**TASK STATEMENT**
Transcribe the material in full, exactly as written.

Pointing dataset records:
....
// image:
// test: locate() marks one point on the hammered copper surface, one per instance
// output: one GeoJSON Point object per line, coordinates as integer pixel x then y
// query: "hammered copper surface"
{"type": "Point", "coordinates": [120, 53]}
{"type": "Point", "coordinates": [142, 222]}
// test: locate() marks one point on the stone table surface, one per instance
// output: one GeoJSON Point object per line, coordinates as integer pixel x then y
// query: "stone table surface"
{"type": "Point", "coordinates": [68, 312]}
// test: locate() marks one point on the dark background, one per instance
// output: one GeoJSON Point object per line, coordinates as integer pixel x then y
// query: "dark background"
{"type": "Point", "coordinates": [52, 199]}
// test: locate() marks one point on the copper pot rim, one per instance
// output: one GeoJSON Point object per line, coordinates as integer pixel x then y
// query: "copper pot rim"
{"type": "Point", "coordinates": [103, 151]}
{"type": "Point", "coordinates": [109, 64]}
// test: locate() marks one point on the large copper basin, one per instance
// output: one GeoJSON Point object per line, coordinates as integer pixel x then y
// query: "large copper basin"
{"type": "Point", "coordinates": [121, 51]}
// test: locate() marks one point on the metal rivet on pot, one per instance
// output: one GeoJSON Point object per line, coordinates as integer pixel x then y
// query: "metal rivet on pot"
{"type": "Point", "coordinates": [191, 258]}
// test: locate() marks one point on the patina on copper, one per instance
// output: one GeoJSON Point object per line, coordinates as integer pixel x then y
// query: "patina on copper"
....
**SOLUTION**
// image:
// test: locate() marks one point on the hammered copper surface, one per instance
// output: one GeoJSON Point object per line, coordinates as integer pixel x then y
// query: "hammered copper surface"
{"type": "Point", "coordinates": [120, 53]}
{"type": "Point", "coordinates": [142, 222]}
// test: locate() marks one point on the stone table surface, one per instance
// output: one GeoJSON Point object per line, coordinates as integer pixel x then y
// query: "stone table surface"
{"type": "Point", "coordinates": [68, 312]}
// test: locate() marks one point on the dark background, one per instance
// output: one GeoJSON Point object per line, coordinates as integer pixel x then y
// query: "dark background"
{"type": "Point", "coordinates": [52, 199]}
// test: locate() marks one point on the copper pot rim, one per instance
// output: one GeoJSON Point object per line, coordinates as integer pixel x then y
// query: "copper pot rim"
{"type": "Point", "coordinates": [103, 151]}
{"type": "Point", "coordinates": [109, 64]}
// test: locate() marks one point on the large copper basin, one per instance
// output: one GeoJSON Point object per line, coordinates as integer pixel x then y
// query: "large copper basin"
{"type": "Point", "coordinates": [121, 51]}
// test: locate() marks one point on the metal rivet on pot, one per instance
// output: one GeoJSON Point object per line, coordinates as integer pixel x then y
// query: "metal rivet on pot"
{"type": "Point", "coordinates": [191, 258]}
// test: locate() marks one point on the patina on copper, one per instance
// output: one GeoJSON Point object per line, coordinates as integer pixel x then y
// query: "patina on copper"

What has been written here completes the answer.